27 ottobre 2008
Diario del vostro blogger infiltrato al festival del film di Roma 2008 - giorno 3
3° giorno Venerdì 24 Ottobre
allora oggi la sinistra non è stata un frammento, è arrivata la protesta universitaria, si è fatta sentire, vedere. La protesta, credo lor signori lo sappiano, è contro l’obbrobriosa demolizione dell’università pubblica-legge 133- che fanno passare come riforma. Non mi dilungo ma qui trovate varie informazioni.
All’inizio, quando è arrivata l’Onda- così si son ribattezzati- ero in sala, e ci sono stati -mi è stato riportato- scontri, nel senso che la polizia ha impedito con manganellate l’ingresso al gruppo che accoreva, insomma la polizia ha menato. Poi la situazione si è un po’ tranquillizzata, quando sono uscito io erano tutti seduti davanti all’ingresso-con la libreria che intanto aveva tirato giù le serrande, e non faceva ‘na bella impressione- bloccando il tappeto rosso e parte dell’accesso, chiedendo di poter entrare tutti in nome della cultura libera per tutti. L’entrata del pubblico al festival non era comunque ostacolata del tutto.
C’era parecchia gente, parecchi ragazzi, ma davvero non saprei quantificare quanti fossero i manifestanti, pure lo schieramento delle forze dell’ordine era notevole, faceva decisamente impressione. Credo che nessuno dall’auditorium o degli organizzatori sia uscito a parlamentare, a concordare qualcosa, se non qualche dirigente digos chiaramente identificabile -c’hanno una faccia tutta loro, quelli della digos. Purtroppo nessuno volantinava o spiegava al pubblico esattamente per che cosa si protestasse, molti non lo sapevano e mi son trovato io stesso a raccontarlo a qualche signora di una certa età. La cosa -per me- inquietante è che alcune delle facce dei leader -quelli con il megafono e che parlavano con la polizia- erano le stesse di quando 7/8 anni, matricola, mi trovai ad occupare l’università, ed era gente già grande allora. Uno in particolare, che poi sapevo fosse diventato il capo -mi sa che lui non accetterebbe la definizione, ma è così- di Action, quelli che si occupano di occupazione di case e di problemi abitativi, era chiaramente quello che gestiva il tutto. N’altra cosa che mi ha turbato parecchio -c’ho lo stomaco troppo delicato- è che ogni qualvolta venisse declamata a mezzo megafono una bella notizia -«due studenti sono entrati ed hanno appeso uno striscione»-, il pubblico, ehm, mi è venuta da sè, diciamo i manifestanti che è meglio, urlava una cosa tipo «Ugh! Ugh! Ugh! Ugh!», ripetuto anche di più. Che a me sembrava na cosa tra un verso scimmiesco -sarà na polemica pro-evoluzionista???- e na citazione di 300, quel filmaccio infame che puzza e strapuzza di fascismo. Boh, a me sto verso di acclamazione e consenso non m’è piaciuto affatto. L’assembramento -si dice così, no?- si è poi sciolto pacificamente, al rilascio dei ragazzi fermati -sì, ne avevano fermati alcuni- dopo un’oretta e mezza e poco più.

----

- **Esercizio A**: Nel brano sul festival del film di Roma, contro quale legge protestavano gli studenti universitari?
Queste voci non hanno nulla a che vedere con il brano.

- **Estratti da un dataset di annotazioni di posizione**:

----

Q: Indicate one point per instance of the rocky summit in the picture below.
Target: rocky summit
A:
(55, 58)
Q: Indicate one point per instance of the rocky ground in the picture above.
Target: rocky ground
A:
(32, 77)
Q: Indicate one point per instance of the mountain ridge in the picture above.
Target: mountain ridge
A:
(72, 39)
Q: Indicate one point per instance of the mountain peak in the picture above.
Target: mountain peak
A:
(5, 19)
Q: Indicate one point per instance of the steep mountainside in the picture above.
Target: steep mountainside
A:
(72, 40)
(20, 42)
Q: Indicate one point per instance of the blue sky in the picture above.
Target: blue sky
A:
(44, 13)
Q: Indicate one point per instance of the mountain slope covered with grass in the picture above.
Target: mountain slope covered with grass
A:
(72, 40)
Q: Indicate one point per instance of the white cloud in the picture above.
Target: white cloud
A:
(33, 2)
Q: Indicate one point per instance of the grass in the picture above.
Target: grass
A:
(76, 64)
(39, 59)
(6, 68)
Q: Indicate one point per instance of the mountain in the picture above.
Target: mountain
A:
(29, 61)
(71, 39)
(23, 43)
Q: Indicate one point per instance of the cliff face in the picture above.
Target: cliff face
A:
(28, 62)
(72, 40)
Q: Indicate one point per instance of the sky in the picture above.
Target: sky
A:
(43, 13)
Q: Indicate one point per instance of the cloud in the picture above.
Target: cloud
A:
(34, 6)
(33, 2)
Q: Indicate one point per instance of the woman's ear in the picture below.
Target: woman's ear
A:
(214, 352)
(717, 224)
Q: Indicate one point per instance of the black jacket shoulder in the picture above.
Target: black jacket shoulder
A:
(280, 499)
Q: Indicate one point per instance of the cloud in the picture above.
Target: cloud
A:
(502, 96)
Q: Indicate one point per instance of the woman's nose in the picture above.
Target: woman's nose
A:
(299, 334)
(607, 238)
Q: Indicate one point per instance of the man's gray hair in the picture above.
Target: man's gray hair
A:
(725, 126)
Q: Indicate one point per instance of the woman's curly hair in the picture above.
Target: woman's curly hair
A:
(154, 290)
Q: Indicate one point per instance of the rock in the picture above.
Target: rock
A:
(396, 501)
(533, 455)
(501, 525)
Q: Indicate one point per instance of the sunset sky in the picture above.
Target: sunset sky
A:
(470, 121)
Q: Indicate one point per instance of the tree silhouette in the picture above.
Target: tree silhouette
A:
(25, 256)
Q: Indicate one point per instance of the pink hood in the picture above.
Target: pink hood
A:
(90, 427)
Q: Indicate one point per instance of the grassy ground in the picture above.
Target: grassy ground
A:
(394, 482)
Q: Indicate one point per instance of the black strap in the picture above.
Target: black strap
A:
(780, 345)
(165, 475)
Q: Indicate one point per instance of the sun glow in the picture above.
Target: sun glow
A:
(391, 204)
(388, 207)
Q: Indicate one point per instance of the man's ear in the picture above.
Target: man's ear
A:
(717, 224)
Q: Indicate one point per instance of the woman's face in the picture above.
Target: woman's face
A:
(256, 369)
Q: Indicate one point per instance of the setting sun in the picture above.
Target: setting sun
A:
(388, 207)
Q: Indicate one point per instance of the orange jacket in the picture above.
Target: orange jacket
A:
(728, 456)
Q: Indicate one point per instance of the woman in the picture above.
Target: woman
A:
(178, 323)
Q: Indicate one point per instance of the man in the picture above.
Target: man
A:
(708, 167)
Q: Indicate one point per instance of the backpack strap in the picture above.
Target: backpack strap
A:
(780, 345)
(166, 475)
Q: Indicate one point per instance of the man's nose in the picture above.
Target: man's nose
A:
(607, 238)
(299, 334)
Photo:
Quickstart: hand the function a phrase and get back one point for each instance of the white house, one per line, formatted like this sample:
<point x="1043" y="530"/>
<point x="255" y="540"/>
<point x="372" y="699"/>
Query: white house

----

- **Esercizio B**: Stampa identiche le righe delle voci a partire da quella che contiene "Q: Indicate one point per instance of the woman's face" fino alla fine delle voci, estremi inclusi.

- **Soluzione A**: Contro la legge 133.

- **Soluzione B**:
Q: Indicate one point per instance of the woman's face in the picture above.
Target: woman's face
A:
(256, 369)
Q: Indicate one point per instance of the setting sun in the picture above.
Target: setting sun
A:
(388, 207)
Q: Indicate one point per instance of the orange jacket in the picture above.
Target: orange jacket
A:
(728, 456)
Q: Indicate one point per instance of the woman in the picture above.
Target: woman
A:
(178, 323)
Q: Indicate one point per instance of the man in the picture above.
Target: man
A:
(708, 167)
Q: Indicate one point per instance of the backpack strap in the picture above.
Target: backpack strap
A:
(780, 345)
(166, 475)
Q: Indicate one point per instance of the man's nose in the picture above.
Target: man's nose
A:
(607, 238)
(299, 334)
Photo:
Quickstart: hand the function a phrase and get back one point for each instance of the white house, one per line, formatted like this sample:
<point x="1043" y="530"/>
<point x="255" y="540"/>
<point x="372" y="699"/>
Query: white house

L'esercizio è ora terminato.